* _WORK TASK_
Search the entries for the word "train" and pull out each line that has it.

Saved entries
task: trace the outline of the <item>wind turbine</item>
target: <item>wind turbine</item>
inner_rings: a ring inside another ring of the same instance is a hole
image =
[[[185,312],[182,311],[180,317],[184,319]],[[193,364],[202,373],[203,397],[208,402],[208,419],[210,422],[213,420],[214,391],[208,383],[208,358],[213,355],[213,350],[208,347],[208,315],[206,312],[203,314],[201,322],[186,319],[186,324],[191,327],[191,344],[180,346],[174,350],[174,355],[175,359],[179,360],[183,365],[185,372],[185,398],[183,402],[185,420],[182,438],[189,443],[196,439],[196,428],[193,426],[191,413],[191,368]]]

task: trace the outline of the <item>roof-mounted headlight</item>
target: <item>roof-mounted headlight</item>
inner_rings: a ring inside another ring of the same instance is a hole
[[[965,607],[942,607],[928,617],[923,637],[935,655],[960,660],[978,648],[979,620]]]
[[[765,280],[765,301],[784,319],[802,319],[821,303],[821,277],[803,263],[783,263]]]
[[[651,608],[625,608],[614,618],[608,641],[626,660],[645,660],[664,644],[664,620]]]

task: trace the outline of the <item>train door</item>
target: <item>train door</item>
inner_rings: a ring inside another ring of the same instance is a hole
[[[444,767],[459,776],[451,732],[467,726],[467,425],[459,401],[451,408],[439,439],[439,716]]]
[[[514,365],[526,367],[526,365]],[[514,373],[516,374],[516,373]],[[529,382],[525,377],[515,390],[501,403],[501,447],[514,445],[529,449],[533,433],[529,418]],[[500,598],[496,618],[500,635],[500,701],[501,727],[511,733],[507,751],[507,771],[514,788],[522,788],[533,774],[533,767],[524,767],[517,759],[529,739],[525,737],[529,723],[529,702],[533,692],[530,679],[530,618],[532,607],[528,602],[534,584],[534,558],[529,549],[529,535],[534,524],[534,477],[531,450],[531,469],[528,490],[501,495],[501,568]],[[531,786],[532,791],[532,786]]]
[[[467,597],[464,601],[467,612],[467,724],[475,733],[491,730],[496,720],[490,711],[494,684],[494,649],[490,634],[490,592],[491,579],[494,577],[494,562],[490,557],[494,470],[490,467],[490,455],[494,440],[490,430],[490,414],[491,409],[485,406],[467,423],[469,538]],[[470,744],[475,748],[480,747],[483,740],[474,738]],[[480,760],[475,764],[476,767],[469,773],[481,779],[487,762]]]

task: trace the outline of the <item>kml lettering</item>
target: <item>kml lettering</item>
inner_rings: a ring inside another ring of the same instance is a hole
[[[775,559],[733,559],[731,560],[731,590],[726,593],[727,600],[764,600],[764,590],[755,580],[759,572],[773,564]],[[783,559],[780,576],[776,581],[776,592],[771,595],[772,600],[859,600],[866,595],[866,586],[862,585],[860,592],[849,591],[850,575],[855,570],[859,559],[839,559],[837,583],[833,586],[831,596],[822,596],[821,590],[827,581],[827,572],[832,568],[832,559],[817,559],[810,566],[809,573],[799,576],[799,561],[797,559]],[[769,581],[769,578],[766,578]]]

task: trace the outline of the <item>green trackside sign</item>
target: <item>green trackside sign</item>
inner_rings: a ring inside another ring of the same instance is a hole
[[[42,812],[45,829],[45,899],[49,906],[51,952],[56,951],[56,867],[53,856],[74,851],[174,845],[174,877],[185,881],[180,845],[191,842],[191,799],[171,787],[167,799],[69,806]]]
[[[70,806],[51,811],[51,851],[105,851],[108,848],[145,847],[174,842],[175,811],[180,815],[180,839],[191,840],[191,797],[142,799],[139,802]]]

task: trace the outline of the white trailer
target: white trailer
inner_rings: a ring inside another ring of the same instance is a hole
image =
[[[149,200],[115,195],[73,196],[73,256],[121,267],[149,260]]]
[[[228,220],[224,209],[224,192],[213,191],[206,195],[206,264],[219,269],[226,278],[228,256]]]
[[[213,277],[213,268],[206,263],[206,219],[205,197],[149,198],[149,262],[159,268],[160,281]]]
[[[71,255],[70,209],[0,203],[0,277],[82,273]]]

* _TASK RESPONSE_
task: trace the outline of the <item>train door</item>
target: <item>train door</item>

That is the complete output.